The Democratic Party recently created a stir by leaving the word “God” off its political platform for 2012. Recently, it would appear that the Democratic Party has become disconnected, in matter of faith and religion, to many people. However, it may be surprising to many people that the Democratic Party has a long traditional relationship with religious affiliation. There are a number (if not a majority) of members of the Democratic Party who actively, as well as fervently, believe in God. This is a list of some of the most historically prominent of the religious Democrats.
10. Joe Lieberman
Joseph Lieberman is currently the Senior Senator from the state of Connecticut. Lieberman is listed as an Independent, but has been closely associated with the Democratic Party all of his adult life. In 2000, Lieberman was the Democratic Party’s Vice-Presidential candidate. During that election. Lieberman’s belief in God as an Orthodox Jew became a political football. However, the entire discussion was a rare opportunity for a candidate on the top tier of the Democratic ticket to talk openly about his belief in God. In a campaign speech at Notre Dame University in 2000, Lieberman stated, “The Constitution promises freedom of religion, not freedom from religion. We are, after all not just another nation, but one nation under God.”
9. Burns Strider
Burns Strider, a native of Grenada, Mississippi, served for two years as a youth minister in Hong Kong for the International Baptist Church in the mid-1990’s. Strider also served on Hillary Clinton’s campaign, as an advisor on Faith Outreach. In addition, Strider is a frequent commentator and contributor to National Public Radio on matters of faith. Behind the scenes, Strider is often consulted by the modern Democratic Party on matters of faith. Strider stated, “Faith is not one of a long list of issues and constituencies. It’s the core of a person; the prism for viewing all the other issues. We, those of us who work in faith outreach and strategy in campaigns, have to be extremely careful and watchful of what we’re doing and how we’re doing it.”
8. Ted Strickland
Theodore Strickland was the Governor of Ohio from 2007-2011. Strickland is also a Seminary graduate. In his younger days, Strickland managed an outreach ministry for a Methodist Children’s Home. Strickland was also briefly a minister at a United Methodist Church in Portsmouth, Ohio. Strickland went on to serve several terms in Congress, before ultimately winning the Ohio Governorship in 2006.
7. Walter E. Fauntroy
Civil rights activist Walter E. Fauntroy is a former pastor of New Bethel Baptist Church in Washington D.C. As a young man, Fauntroy became a close friend of Dr. Martin Luther King, Jr. Fauntroy was one of the organizers of King’s March on Washington, which culminated in King’s famous “I Have A Dream” speech. Fauntroy went on to serve as Washington D.C.’s non-voting Representative in the House for two decades. Fauntroy also ran for President in 1972, as well as 1976.
6. John F. Kennedy
During the 1960 election for President, John F. Kennedy’s Catholic faith became one of the nation’s hottest political topics. The theory was that Kennedy, as President, would be required to answer to, as well as take direction from, Pope John XXIII. Kennedy successfully refuted this claim during a speech to Baptist ministers, however Kennedy never denied his Catholic faith. There are those who talk about Kennedy’s presumptive moral failings. However, Kennedy’s candidacy, like Lieberman’s after him, managed to bring the subject of God, as well as religion, to national attention. Kennedy stated in his inaugural address, “With a good conscience our only sure reward, with history the final judge of our deeds, let us go forth to lead the land we love, asking His blessing and His help, but knowing that here on Earth, God’s work must truly be our own.”

===============

Written exercise A: In the list of religious Democrats, where and for which church did Burns Strider serve as a youth minister?
Written exercise B: Write the next part of the list of religious Democrats, picking up after its final sentence.

Extracted entries:
===============

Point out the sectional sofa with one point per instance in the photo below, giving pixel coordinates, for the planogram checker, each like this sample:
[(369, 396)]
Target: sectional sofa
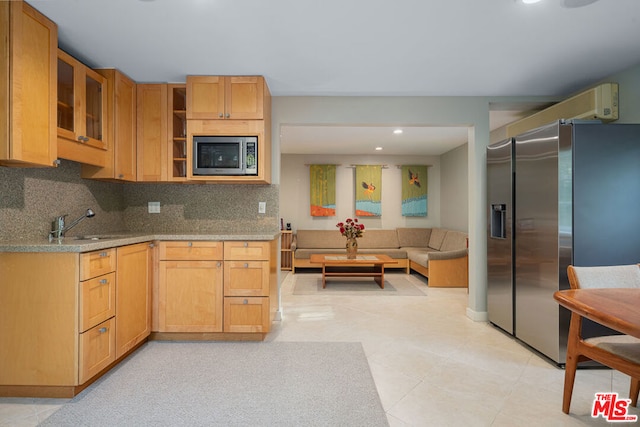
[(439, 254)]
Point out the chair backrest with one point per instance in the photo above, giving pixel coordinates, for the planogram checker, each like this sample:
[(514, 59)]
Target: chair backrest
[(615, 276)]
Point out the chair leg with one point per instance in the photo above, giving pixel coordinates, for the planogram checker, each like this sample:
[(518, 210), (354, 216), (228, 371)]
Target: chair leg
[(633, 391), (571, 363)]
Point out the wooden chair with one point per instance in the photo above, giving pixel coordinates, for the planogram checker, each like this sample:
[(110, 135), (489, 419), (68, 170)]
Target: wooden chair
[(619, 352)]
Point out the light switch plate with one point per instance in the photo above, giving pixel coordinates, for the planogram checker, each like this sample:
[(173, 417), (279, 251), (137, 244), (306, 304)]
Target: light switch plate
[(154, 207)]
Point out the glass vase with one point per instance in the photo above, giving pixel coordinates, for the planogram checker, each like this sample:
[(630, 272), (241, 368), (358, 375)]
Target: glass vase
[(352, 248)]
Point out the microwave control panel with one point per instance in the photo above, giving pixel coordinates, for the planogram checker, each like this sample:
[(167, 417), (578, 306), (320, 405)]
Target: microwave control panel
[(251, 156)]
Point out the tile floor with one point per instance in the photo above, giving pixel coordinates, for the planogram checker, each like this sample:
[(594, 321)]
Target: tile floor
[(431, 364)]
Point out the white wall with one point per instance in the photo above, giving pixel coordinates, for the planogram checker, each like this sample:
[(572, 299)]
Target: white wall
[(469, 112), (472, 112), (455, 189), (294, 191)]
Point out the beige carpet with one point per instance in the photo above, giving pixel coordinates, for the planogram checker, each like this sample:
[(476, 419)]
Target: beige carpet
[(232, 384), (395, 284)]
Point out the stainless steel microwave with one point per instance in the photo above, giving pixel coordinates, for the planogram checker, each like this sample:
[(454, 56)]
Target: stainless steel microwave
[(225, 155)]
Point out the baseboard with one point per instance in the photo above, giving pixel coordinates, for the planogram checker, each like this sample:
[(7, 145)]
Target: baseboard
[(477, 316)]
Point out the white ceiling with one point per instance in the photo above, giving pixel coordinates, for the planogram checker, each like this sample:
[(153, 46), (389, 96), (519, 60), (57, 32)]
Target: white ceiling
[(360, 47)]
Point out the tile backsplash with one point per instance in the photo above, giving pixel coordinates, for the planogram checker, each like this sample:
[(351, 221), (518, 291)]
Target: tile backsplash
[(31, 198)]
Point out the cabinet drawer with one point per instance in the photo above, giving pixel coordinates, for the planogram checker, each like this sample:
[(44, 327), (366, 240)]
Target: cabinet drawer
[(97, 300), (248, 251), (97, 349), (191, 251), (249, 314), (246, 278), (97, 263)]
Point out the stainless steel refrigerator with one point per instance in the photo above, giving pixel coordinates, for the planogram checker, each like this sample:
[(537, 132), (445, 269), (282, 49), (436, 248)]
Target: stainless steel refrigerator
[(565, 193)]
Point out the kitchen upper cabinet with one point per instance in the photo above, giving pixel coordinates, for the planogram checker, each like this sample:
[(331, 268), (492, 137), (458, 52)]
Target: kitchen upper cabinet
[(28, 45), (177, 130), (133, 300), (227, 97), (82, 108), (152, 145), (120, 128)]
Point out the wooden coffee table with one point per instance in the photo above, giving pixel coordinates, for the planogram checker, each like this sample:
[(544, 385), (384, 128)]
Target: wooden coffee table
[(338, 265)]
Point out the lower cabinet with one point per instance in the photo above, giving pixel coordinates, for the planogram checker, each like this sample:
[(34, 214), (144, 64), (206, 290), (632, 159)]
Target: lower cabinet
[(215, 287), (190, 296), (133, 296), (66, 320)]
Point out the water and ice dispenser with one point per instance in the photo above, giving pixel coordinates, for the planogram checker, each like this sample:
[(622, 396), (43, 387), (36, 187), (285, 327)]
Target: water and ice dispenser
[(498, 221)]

===============

Task result A: In Hong Kong, for the International Baptist Church.

Task result B:
5. Jimmy Carter
There is a lot that can be said, written, and screamed over, regarding the merits of Jimmy Carter’s one-term Presidency. The fact that Carter is a devout man of religious faith is not in doubt, however. Case in point: Carter was once one of the most powerful men on the planet, and now regularly teaches Sunday School for Maranatha Baptist Church in Plains, Georgia. Carter is a third-generation Southern Baptist. Carter recently left an official relationship with the Southern Baptist Church, over issues of homosexual marriage and equality for women. Carter does continue to serve as a Deacon for his local Baptist church. Carter also states that his break with the official Southern Baptist Church does not change his fellowship with other Baptists. Carter stated, “I personally feel the Bible says all people are equal in the eyes of God. I personally feel that women should play an absolutely equal role in service of Christ in the church.”
4. Woodrow Wilson
Woodrow Wilson was the 28th President of the United States. Wilson’s father was minister of the First Presbyterian Church in Augusta, Georgia for the first fourteen years of Wilson’s life. Wilson still stands as one of the most accomplished Presidents in the field of academia. Wilson received his Doctorate in History and Political Science, and served as President of Princeton University. With all of the current discussions about academia leaving religion behind, Wilson never abandoned his beliefs. Later in life, Wilson stated, “When you have read the Bible, you will know it is the word of God, because you have found it the key to your own heart, your own happiness and your own duty.”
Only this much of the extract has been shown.